> _Extracted information_
· · · · ·

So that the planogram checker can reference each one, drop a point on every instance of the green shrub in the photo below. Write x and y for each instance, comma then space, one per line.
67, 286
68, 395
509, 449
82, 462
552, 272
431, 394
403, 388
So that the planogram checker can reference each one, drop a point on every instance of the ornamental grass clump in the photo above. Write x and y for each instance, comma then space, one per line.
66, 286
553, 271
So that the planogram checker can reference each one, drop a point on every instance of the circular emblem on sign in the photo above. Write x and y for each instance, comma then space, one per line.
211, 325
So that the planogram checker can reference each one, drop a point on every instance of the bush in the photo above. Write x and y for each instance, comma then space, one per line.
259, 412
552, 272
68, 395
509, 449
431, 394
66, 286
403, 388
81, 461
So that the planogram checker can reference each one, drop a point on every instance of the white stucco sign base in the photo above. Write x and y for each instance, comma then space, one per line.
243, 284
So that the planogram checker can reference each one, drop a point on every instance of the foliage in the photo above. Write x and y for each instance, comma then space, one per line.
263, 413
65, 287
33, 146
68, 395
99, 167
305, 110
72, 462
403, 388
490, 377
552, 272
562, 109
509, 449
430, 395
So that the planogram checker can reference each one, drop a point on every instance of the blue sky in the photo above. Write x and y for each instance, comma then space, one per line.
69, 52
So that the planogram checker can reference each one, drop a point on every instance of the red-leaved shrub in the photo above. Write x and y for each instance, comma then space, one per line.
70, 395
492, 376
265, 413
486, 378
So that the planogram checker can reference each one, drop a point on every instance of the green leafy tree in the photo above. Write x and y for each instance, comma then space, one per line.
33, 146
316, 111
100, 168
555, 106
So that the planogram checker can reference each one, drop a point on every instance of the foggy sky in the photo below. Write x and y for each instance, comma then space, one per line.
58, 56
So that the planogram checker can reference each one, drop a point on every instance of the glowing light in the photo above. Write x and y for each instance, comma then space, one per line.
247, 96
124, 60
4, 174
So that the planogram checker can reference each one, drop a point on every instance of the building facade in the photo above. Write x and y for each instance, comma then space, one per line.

· · · · ·

> _Work order_
Reproduce all of the material above without alteration.

> _Reply_
So that the planogram checker can reference each one, drop a point on every instance of the green shrub in the photo below. Write x and y for each instance, comma then space, one per line.
67, 286
68, 395
509, 449
82, 462
552, 272
431, 394
403, 388
So that the planogram checker can reference each one, drop a point on every instance of the ornamental grass clump in the photo above. Write x and y for each instance, comma then space, one per line.
66, 286
553, 271
So that the planogram checker can reference each one, drop a point on every instance of the circular emblem on sign in the photo above. Write x and y for each instance, comma then space, one per line.
211, 325
So that the planogram checker can reference each one, drop a point on every instance of the bush in the photo above. Write x and y for each instance, comma then space, one per line.
259, 412
552, 272
68, 395
509, 449
431, 394
66, 286
403, 388
81, 461
So that the planogram checker can reference each one, drop a point on every instance of the white stucco sign base in the photo above. Write x and y for each instance, comma then space, one per line.
243, 284
So that the planogram checker can reference each one, drop a point on every instance of the foliage in the photo above. Write x and y for each instance, comma then space, one per line.
263, 413
65, 287
33, 146
68, 395
99, 167
305, 110
72, 462
403, 388
490, 377
552, 272
562, 109
509, 449
430, 395
So that the planogram checker can reference each one, drop a point on every instance of the blue sky in the photo above. Write x and y for each instance, comma then space, one per line.
69, 52
So that the planogram checker can reference each one, drop a point on every instance of the red-leaved shrub in the photo above. Write x and y for each instance, comma then space, one per line.
70, 395
492, 376
265, 413
486, 378
So that the planogram checker can reference each one, drop a point on every instance of the green leafy tree in the photo above. Write x and y for each instance, comma then space, one per line.
33, 146
316, 111
100, 168
555, 106
So that the planogram checker can reference each one, drop a point on every instance of the foggy sky in the photo below. Write x and y for each instance, comma then space, one per line.
58, 56
So that the planogram checker can reference each one, drop a point on every instance of the glowing light in the photo above. Write x and y for each instance, comma then space, one per line.
247, 96
124, 60
4, 174
So that the planogram checker can reference each one, drop a point on every instance of the building facade in the photo above. Write x and y for each instance, comma then space, one per line.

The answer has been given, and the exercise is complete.